┌──
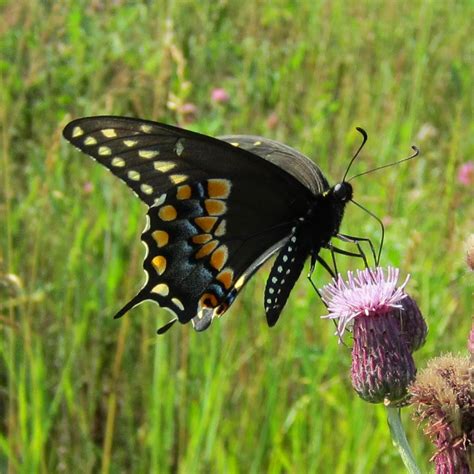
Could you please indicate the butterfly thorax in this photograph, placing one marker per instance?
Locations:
(326, 212)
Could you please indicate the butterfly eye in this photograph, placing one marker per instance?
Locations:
(343, 191)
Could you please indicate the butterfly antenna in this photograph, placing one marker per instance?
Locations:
(364, 139)
(417, 152)
(382, 227)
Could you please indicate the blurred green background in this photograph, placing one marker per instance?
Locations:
(80, 392)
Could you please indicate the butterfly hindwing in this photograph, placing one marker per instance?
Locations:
(194, 267)
(285, 272)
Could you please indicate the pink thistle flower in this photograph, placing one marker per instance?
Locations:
(372, 305)
(466, 173)
(220, 95)
(412, 324)
(367, 293)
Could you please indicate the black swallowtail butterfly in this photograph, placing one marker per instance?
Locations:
(218, 209)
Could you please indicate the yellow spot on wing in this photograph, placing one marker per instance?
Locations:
(134, 175)
(206, 249)
(77, 132)
(146, 188)
(205, 223)
(104, 151)
(161, 289)
(109, 132)
(160, 200)
(178, 303)
(179, 147)
(90, 141)
(118, 162)
(178, 178)
(161, 237)
(218, 188)
(167, 213)
(221, 228)
(201, 238)
(159, 263)
(215, 207)
(146, 128)
(148, 154)
(183, 192)
(240, 282)
(163, 166)
(219, 257)
(225, 277)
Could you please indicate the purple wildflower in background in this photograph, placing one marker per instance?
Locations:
(466, 173)
(220, 95)
(372, 306)
(189, 112)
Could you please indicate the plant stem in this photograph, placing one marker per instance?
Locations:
(400, 440)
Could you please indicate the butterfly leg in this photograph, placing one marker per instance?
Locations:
(316, 258)
(356, 240)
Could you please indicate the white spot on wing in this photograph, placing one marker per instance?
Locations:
(104, 151)
(146, 188)
(133, 175)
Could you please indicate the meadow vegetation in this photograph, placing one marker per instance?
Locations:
(81, 392)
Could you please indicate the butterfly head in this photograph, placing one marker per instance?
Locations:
(342, 191)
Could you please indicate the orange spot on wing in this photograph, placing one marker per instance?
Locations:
(167, 213)
(161, 237)
(206, 249)
(218, 188)
(201, 238)
(225, 277)
(215, 207)
(208, 300)
(184, 192)
(221, 228)
(205, 223)
(219, 257)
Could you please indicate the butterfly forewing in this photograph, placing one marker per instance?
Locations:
(217, 210)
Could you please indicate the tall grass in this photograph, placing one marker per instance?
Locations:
(81, 392)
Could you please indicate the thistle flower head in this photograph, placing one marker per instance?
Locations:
(444, 401)
(367, 293)
(385, 331)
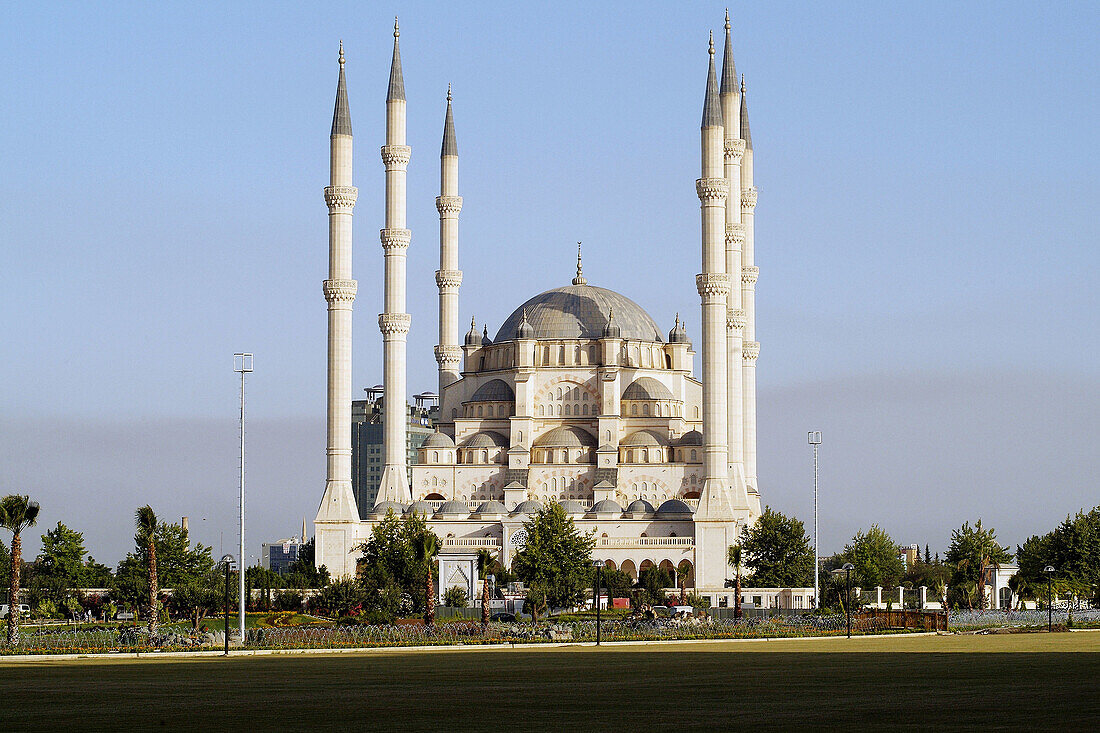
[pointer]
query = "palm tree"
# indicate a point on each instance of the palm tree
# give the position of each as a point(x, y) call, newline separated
point(735, 559)
point(17, 513)
point(484, 561)
point(425, 547)
point(146, 533)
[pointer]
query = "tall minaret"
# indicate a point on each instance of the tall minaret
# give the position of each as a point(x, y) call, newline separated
point(749, 272)
point(713, 284)
point(735, 237)
point(448, 277)
point(394, 321)
point(338, 510)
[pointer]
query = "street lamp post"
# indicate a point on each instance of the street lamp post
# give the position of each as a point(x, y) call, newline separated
point(242, 364)
point(1049, 606)
point(815, 439)
point(228, 561)
point(598, 566)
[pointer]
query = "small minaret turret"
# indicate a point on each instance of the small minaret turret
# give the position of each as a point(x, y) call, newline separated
point(394, 320)
point(735, 238)
point(749, 272)
point(339, 512)
point(713, 284)
point(448, 277)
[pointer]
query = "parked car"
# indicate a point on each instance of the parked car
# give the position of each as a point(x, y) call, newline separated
point(24, 610)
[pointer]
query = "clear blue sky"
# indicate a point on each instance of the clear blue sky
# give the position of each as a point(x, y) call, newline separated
point(926, 236)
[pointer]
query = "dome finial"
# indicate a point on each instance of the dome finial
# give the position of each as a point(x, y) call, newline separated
point(580, 275)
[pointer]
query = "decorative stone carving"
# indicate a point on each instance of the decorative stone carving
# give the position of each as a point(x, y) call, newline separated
point(449, 204)
point(748, 199)
point(448, 280)
point(394, 323)
point(712, 189)
point(713, 284)
point(340, 199)
point(396, 155)
point(340, 290)
point(734, 150)
point(395, 239)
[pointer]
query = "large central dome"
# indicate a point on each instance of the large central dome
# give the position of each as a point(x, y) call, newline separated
point(580, 312)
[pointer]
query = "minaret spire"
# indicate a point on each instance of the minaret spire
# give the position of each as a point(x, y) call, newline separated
point(338, 513)
point(448, 277)
point(394, 320)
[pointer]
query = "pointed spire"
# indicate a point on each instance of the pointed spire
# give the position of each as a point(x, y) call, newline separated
point(746, 135)
point(450, 145)
point(728, 70)
point(712, 109)
point(580, 274)
point(396, 80)
point(341, 115)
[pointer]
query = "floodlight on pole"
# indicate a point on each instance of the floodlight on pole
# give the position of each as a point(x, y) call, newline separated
point(815, 439)
point(242, 364)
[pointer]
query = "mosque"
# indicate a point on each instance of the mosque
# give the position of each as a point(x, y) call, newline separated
point(580, 397)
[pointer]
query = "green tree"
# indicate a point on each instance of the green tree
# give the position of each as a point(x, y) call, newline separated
point(557, 557)
point(17, 513)
point(875, 556)
point(778, 549)
point(972, 550)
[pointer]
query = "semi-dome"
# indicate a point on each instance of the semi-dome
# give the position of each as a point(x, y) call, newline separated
point(494, 391)
point(438, 440)
point(673, 506)
point(528, 507)
point(647, 387)
point(565, 437)
point(580, 312)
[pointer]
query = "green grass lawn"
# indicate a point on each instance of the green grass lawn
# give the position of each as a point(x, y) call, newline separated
point(1026, 681)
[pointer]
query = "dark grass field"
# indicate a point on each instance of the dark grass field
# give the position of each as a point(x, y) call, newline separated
point(1033, 681)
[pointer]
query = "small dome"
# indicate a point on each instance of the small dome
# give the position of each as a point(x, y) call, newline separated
point(386, 507)
point(494, 391)
point(528, 507)
point(644, 438)
point(438, 440)
point(565, 437)
point(453, 507)
point(691, 438)
point(673, 506)
point(606, 506)
point(647, 387)
point(486, 439)
point(492, 507)
point(421, 507)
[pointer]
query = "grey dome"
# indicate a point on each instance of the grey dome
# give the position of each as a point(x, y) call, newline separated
point(565, 437)
point(644, 438)
point(492, 507)
point(385, 507)
point(494, 391)
point(528, 507)
point(580, 312)
point(647, 387)
point(486, 439)
point(691, 438)
point(438, 440)
point(453, 507)
point(673, 506)
point(606, 506)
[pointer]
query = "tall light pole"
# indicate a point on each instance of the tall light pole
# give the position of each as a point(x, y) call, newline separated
point(815, 439)
point(242, 364)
└──
Send back the data above word for word, with the pictures left out.

Could you please indicate the butterfly thorax in this photograph, placing one marker per instance?
Locations:
(326, 212)
Could you please indicate the butterfly eye in this photograph, placing one marker per instance?
Locations:
(343, 191)
Could you please indicate the butterfly antenna in this photograph, placing one marker per instance?
Locations:
(364, 139)
(417, 152)
(382, 227)
Could you please indicate the blurred green background in this photograph, placing one marker per instance?
Locations:
(80, 392)
Could you please indicate the butterfly hindwing in this photograph, placing one marker per instance?
Locations:
(194, 267)
(285, 272)
Could you please indicate the pink thistle flower in this photograph, placing one marker per instance?
Locations:
(372, 305)
(466, 173)
(220, 95)
(412, 324)
(367, 293)
Could you please indicate the black swallowtail butterfly in this photograph, placing one marker per instance?
Locations:
(218, 209)
Could you please indicate the yellow spot on wing in this photograph, placing one marker per instance?
Locations:
(134, 175)
(206, 249)
(77, 132)
(146, 188)
(205, 223)
(104, 151)
(161, 289)
(109, 132)
(160, 200)
(178, 303)
(179, 147)
(90, 141)
(118, 162)
(178, 178)
(161, 237)
(218, 188)
(167, 213)
(221, 228)
(201, 238)
(159, 263)
(215, 207)
(146, 128)
(148, 154)
(183, 192)
(240, 282)
(163, 166)
(219, 257)
(225, 277)
Could you please indicate the purple wildflower in background in this photograph, placing one marker per instance?
Locations:
(466, 173)
(220, 95)
(372, 306)
(189, 112)
Could you please indicate the plant stem in this photograph, placing one marker per instance?
Locations:
(400, 440)
Could you please indicate the butterfly leg in this photograph, placing one marker per instance?
Locations:
(316, 258)
(356, 240)
Could you please indicate the white spot on wing in this photograph, placing one marker per instance?
Locations:
(104, 151)
(146, 188)
(133, 175)
Could you please indicate the meadow vegetation in this photograph, placing one marker per instance?
Locations:
(81, 392)
Could you please indicate the butterfly head in this photograph, placing one marker per instance?
Locations:
(342, 191)
Could you please indicate the orange spot on wing in this photograph, placing one marker per instance?
Locations:
(167, 213)
(161, 237)
(206, 249)
(218, 188)
(201, 238)
(225, 277)
(215, 207)
(208, 300)
(184, 192)
(221, 228)
(205, 223)
(219, 257)
Could you please indicate the butterfly forewing in this photograph, placing one marker per instance?
Locations:
(217, 210)
Could you please indicate the tall grass in this photograph, placing one marker per instance?
Locations:
(81, 392)
Could you please indicate the thistle flower head in this photograph, placing one marker per instance?
Locations:
(444, 401)
(367, 293)
(385, 331)
[pointer]
query = "palm tree"
# indicate a point on each instance of the palm tree
# give the position of each as a point(x, y) call, newline separated
point(735, 559)
point(17, 513)
point(484, 561)
point(425, 547)
point(146, 533)
[pointer]
query = "tall minaret"
# indicate a point on each instance of the tall minaret
# give the position of each as a point(x, y) call, newline separated
point(749, 272)
point(713, 284)
point(735, 237)
point(448, 277)
point(394, 321)
point(338, 510)
[pointer]
query = "street lamp post"
# indicate a point on each instance of the street lamp post
# give the position of each as a point(x, y) call, newline separated
point(242, 364)
point(1049, 606)
point(815, 439)
point(228, 561)
point(598, 566)
[pointer]
query = "small minaret turret"
# indicate a point on each instance of the small minaret turret
# give the position of each as a point(x, y) call, newline separated
point(394, 320)
point(735, 238)
point(749, 272)
point(339, 512)
point(713, 284)
point(448, 277)
[pointer]
query = "parked car"
# indicate a point on each instance of the parked car
# give the position of each as a point(x, y) call, newline separated
point(24, 610)
[pointer]
query = "clear blue sky"
# indicate a point on each instance of the clear blue sky
# give the position of each as a point(x, y) call, newline separated
point(926, 236)
[pointer]
query = "dome finial"
# indicate a point on each instance of the dome finial
# give the position of each as a point(x, y) call, newline separated
point(580, 275)
[pointer]
query = "decorative stone carving"
# indicate a point on each instance of the decorative stone carving
# give the position of each as a point(x, y) call, newline separated
point(449, 204)
point(748, 199)
point(448, 280)
point(394, 323)
point(712, 189)
point(713, 284)
point(340, 199)
point(396, 155)
point(340, 290)
point(734, 150)
point(395, 239)
[pointer]
query = "large central dome"
# indicate a point on each instance of the large central dome
# give the position of each as a point(x, y) call, newline separated
point(580, 312)
[pointer]
query = "minaret spire"
# indicate a point on each instance of the minaret spire
# give the position of each as a point(x, y) call, newline separated
point(338, 513)
point(448, 277)
point(394, 320)
[pointer]
query = "pointed spire"
# indicate a point on each instance of the pointed spire
# give the position of each as a point(x, y) call, newline separated
point(746, 135)
point(450, 145)
point(728, 70)
point(712, 109)
point(580, 274)
point(396, 80)
point(341, 115)
[pointer]
query = "floodlight on pole"
# indicate a point on each instance of the floodlight on pole
# give the position of each as a point(x, y) call, newline separated
point(815, 439)
point(242, 364)
[pointer]
query = "mosque"
# indicate a point on each instance of the mosque
# give the position of each as a point(x, y) call, newline separated
point(580, 397)
[pointer]
query = "green tree"
# indicate a point on each instance of the green tree
# give the position of each as a point(x, y) call, newline separated
point(557, 557)
point(17, 513)
point(875, 556)
point(778, 549)
point(972, 550)
[pointer]
query = "semi-dome"
# indicate a point on each instance of the semi-dome
# give the position of each as a point(x, y) call, newline separated
point(494, 391)
point(438, 440)
point(673, 506)
point(528, 507)
point(647, 387)
point(565, 437)
point(580, 312)
[pointer]
query = "green grass lawn"
# indicate a point on each instance of the green grass lawn
# give the position of each as a point(x, y) call, newline separated
point(1026, 681)
[pointer]
query = "dark grass field"
# indicate a point on each instance of the dark grass field
# give the position of each as a point(x, y) call, newline separated
point(1033, 681)
[pointer]
query = "small dome"
# indicate a point on each instance of the small dome
# give the position of each as a point(x, y) call, newline separated
point(386, 507)
point(494, 391)
point(528, 507)
point(644, 438)
point(438, 440)
point(565, 437)
point(453, 507)
point(691, 438)
point(673, 506)
point(606, 506)
point(647, 387)
point(486, 439)
point(492, 507)
point(421, 507)
[pointer]
query = "grey dome"
# indicate a point on each instance of the grey dome
# give the position of each as a point(x, y) call, newline separated
point(565, 437)
point(644, 438)
point(492, 507)
point(385, 507)
point(494, 391)
point(528, 507)
point(580, 312)
point(647, 387)
point(486, 439)
point(691, 438)
point(438, 440)
point(453, 507)
point(673, 506)
point(606, 506)
[pointer]
query = "tall light pole"
# indicate a point on each instance of the tall light pole
# give the position of each as a point(x, y) call, newline separated
point(815, 439)
point(242, 364)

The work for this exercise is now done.